BEGIN Passage for review

Features
Pycistopic is an improved Python-based version of our Bayesian framework cisTopic, which exploits a topic modelling technique called Latent Dirichlet Allocation (LDA). This unsupervised approach simultaneously clusters cells and co-accessible regions into regulatory topics, and it is among the top performers among numerous independent single-cell epigenomics benchmarks. Outside of the SCENIC+ framework, pycisTopic can be used to analyze independent scATAC-seq data as well. The full pycisTopic pipeline consists of the following steps ((RQ) indicates those required for the SCENIC+ workflow, (RC) indicates those recommended for the SCENIC+ workflow):
Consensus peak calling (RQ): PycisTopic will first create a set of consensus peaks across all cells by calling and merging peaks on pseudobulk ATAC-seq profiles per cell type. First, utilising the fragments file and barcode-cell type annotations provided by the user we generate pseudobulk fragments bed files and coverage bigwig files per cell type. In a second step, peaks are called in each of these pseudobulks using MACS2, using –format BEDPE (as we are providing fragments bed files as input) and –keep-dup all –shift 73 –ext_size 146, as recommended for scATAC-seq data. To derive a set of consensus peaks, we use the iterative overlap peak merging procedure describe in Corces et al. (2018). First, each summit is extended a peak_half_width (by default, 250bp) in each direction and then we iteratively filter out less significant peaks that overlap with a more significant one. During this procedure peaks will be merged and depending on the number of peaks included into them, different processes will happen:
1 peak: The original peak will be kept
2 peaks: The original peak region with the highest score will be kept
3 or more peaks: The original region with the most significant score will be taken, and all the original peak regions in this merged peak region that overlap with the significant peak region will be removed.
The process is repeated with the next most significant peak (if it was not removed already) until all peaks are processed. This procedure will happen twice, first in each pseudobulk peaks, and after peak score normalization to process all peaks together. We recommend using this set of regions downstream, as we (and others) have observed that using pseudobulk peaks improves signal compared to using bulk peaks across the whole population (specially for rare cell types, whose signal may be confused by noise while using the merged ATAC-seq profile of the whole population). In case of independent scATAC-seq data, the cell annotation can also be obtained from alternative methods, such as a preliminary clustering analysis using a predefined set of genome-wide regions/peaks (e.g. SCREEN) as input to identify cell populations.

END Passage for review
BEGIN Entries provided

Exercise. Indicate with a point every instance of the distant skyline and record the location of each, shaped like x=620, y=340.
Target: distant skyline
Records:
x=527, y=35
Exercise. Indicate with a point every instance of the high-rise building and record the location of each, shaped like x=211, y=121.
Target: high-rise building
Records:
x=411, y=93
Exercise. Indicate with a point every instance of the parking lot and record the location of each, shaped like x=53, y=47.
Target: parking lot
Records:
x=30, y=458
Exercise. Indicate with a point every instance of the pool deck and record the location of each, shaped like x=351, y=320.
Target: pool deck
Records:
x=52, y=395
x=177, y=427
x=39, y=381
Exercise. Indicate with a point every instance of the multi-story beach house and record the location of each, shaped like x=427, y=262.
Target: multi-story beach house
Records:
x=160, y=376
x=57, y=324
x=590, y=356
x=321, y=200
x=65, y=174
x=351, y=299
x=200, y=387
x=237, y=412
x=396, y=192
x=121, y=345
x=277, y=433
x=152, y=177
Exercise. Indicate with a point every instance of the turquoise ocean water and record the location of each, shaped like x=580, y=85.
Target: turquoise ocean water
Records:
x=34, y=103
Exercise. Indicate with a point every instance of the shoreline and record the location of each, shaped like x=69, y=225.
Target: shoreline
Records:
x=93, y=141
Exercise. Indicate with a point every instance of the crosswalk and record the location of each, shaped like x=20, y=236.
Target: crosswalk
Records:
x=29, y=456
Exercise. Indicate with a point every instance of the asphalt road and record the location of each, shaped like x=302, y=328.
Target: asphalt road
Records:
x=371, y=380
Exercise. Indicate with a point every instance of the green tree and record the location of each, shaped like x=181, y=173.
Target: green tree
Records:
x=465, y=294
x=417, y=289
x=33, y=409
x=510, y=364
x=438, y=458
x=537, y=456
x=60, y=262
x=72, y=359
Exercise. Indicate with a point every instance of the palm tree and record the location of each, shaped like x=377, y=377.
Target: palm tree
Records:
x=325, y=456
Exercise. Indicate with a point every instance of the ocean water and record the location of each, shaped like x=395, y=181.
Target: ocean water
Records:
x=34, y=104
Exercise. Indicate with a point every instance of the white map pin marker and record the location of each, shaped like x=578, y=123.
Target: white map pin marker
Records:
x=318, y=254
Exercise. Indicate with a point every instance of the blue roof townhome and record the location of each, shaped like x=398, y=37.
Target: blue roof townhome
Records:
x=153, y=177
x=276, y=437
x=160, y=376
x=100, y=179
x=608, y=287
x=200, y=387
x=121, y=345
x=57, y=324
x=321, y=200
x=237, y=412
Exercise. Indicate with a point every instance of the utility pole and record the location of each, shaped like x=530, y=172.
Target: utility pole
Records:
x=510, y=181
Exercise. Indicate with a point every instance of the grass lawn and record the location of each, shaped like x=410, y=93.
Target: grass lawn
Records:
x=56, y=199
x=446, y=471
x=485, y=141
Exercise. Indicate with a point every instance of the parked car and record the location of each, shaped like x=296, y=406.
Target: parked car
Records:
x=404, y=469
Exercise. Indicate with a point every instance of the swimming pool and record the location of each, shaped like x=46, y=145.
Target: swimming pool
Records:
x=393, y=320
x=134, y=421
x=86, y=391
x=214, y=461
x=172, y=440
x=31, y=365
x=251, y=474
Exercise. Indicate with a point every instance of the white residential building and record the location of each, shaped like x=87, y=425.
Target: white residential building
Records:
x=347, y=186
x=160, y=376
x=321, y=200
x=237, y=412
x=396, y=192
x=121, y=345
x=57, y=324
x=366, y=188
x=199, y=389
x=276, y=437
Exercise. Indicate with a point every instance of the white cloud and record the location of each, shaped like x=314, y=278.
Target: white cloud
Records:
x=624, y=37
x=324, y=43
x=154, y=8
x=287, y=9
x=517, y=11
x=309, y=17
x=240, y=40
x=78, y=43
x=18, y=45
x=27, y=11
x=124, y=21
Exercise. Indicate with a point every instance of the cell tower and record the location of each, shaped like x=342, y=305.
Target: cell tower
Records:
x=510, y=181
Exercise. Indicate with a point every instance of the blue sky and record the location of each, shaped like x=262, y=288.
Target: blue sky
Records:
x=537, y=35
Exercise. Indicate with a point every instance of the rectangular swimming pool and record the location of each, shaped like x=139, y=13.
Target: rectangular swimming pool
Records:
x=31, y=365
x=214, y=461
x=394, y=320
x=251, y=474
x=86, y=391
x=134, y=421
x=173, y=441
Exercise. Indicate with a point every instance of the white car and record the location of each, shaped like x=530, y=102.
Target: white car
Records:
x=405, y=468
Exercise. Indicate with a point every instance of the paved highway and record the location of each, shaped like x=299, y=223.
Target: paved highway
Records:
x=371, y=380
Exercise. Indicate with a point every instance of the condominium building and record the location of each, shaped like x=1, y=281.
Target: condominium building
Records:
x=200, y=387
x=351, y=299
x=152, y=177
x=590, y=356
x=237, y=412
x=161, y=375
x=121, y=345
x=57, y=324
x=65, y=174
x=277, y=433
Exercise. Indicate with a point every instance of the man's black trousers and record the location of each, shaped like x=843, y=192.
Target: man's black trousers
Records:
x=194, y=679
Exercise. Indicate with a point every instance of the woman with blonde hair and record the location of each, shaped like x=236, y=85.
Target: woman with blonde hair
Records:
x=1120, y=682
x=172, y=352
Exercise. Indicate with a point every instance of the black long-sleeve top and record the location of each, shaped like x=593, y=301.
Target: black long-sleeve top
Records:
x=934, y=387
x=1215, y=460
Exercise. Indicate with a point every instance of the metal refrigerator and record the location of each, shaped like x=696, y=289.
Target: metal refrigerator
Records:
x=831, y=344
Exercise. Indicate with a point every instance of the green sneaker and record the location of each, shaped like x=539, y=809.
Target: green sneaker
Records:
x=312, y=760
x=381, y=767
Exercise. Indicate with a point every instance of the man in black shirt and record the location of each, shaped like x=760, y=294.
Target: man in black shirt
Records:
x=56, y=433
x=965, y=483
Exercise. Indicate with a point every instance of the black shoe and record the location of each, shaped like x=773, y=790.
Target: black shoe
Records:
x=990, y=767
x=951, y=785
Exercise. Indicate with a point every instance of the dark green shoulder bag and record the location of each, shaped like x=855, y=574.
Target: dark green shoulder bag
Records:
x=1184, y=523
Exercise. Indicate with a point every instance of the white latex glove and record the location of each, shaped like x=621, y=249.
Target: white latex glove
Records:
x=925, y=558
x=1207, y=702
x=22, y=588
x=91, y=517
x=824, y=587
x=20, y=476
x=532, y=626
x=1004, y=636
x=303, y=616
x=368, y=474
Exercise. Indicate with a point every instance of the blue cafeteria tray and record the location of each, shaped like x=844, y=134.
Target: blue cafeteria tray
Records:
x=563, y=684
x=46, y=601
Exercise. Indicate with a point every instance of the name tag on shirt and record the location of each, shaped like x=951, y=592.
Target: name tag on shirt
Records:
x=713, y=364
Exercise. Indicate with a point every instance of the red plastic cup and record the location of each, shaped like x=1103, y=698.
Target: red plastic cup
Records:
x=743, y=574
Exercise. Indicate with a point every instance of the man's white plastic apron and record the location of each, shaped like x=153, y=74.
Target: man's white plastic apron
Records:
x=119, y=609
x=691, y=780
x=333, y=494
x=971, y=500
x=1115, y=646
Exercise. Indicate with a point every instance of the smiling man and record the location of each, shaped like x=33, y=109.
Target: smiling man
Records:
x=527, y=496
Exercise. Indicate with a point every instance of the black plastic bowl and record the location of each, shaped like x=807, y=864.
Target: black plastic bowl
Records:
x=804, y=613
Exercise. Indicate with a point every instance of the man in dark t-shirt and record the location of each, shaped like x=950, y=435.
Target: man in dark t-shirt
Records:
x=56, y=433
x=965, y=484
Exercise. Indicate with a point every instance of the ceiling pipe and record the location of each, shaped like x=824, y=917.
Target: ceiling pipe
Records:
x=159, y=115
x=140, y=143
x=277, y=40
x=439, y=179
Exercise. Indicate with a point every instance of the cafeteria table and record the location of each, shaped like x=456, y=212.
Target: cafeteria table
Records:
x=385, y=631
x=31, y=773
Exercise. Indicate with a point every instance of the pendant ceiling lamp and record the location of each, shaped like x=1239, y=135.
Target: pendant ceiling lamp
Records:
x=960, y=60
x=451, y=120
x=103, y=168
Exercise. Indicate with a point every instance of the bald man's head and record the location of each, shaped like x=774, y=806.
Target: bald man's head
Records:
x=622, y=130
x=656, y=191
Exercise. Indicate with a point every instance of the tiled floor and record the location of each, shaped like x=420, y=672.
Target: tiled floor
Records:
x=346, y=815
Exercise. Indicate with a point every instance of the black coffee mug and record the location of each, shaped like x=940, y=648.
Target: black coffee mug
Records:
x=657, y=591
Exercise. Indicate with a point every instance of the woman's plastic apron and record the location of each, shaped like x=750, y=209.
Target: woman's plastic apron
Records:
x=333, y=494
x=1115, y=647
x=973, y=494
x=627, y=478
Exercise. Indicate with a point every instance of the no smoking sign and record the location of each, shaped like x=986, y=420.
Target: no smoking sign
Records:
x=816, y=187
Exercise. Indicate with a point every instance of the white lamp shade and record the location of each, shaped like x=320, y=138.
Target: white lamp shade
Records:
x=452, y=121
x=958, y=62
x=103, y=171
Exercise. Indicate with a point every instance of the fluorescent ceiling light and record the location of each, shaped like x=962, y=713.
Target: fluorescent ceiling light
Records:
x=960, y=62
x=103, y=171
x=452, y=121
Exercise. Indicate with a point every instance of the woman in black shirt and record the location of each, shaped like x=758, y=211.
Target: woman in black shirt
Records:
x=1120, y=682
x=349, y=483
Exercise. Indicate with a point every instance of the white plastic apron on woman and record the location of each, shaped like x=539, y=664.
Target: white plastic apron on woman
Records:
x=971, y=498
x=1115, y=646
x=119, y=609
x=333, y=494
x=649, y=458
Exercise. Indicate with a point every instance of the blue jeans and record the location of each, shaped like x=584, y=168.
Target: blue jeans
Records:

END Entries provided

Required tasks –
• A. Translate this sentence from the pycisTopic passage into Spanish: "The process is repeated with the next most significant peak (if it was not removed already) until all peaks are processed."
• B. Using the pycisTopic passage, answer each of the following:
(i) Which topic modelling technique does pycisTopic exploit?
(ii) Which tool is used to call peaks in each pseudobulk?
(iii) By default, how far is each summit extended in each direction?
• C. Carry the pycisTopic passage forward from its final sentence, describing the next step of the pipeline.

Answers to the tasks –
• A. El proceso se repite con el siguiente pico más significativo (si no se ha eliminado ya) hasta que se han procesado todos los picos.

• B.
(i) Latent Dirichlet Allocation (LDA).
(ii) MACS2.
(iii) 250bp (the default peak_half_width).

• C.
QC analysis and cell selection (RC): PycisTopic computes QC metrics at the sample-level and the barcode-level. Sample-level statistics can be used to assess the overall quality of the sample, while barcode level statistics can be used to differentiate good quality cells versus the rest. These metrics include:
Barcode rank plot: The barcode rank plot shows the distribution of non-duplicate reads and which barcodes were inferred to be associated with cells. A steep drop-off (‘knee’) is indicative of good separation between the cell-associated barcodes and the barcodes associated with empty partitions.
Insertion size: ATAC-seq requires a proper pair of Tn5 transposase cutting events at the ends of DNA. In the nucleosome-free open chromatin regions, many molecules of Tn5 can kick in and chop the DNA into small pieces; around nucleosome-occupied regions, and Tn5 can only access the linker regions. Therefore, in a good ATAC-seq library, you should expect to see a sharp peak at the <100 bp region (open chromatin), and a peak at ~200bp region (mono-nucleosome), and other larger peaks (multi-nucleosomes). A clear nucleosome pattern indicates a good quality of the experiment.
Sample TSS enrichment: The TSS enrichment calculation is a signal to noise calculation. The reads around a reference set of TSSs are collected to form an aggregate distribution of reads centered on the TSSs and extending to 1000 bp in either direction (for a total of 2000bp). This distribution is then normalized by taking the average read depth in the 100bp at each of the end flanks of the distribution (for a total of 200bp of averaged data) and calculating a fold change at each position over that average read depth. This means that the flanks should start at 1, and if there is high read signal at transcription start sites (highly open regions of the genome) there should be an increase in signal up to a peak in the middle.
FRiP distribution: Fraction of all mapped reads that fall into the called peak regions, i.e. usable reads in significantly enriched peaks divided by all usable reads. A low FRIP indicates that many reads form part of the background, and so that the data is noisy.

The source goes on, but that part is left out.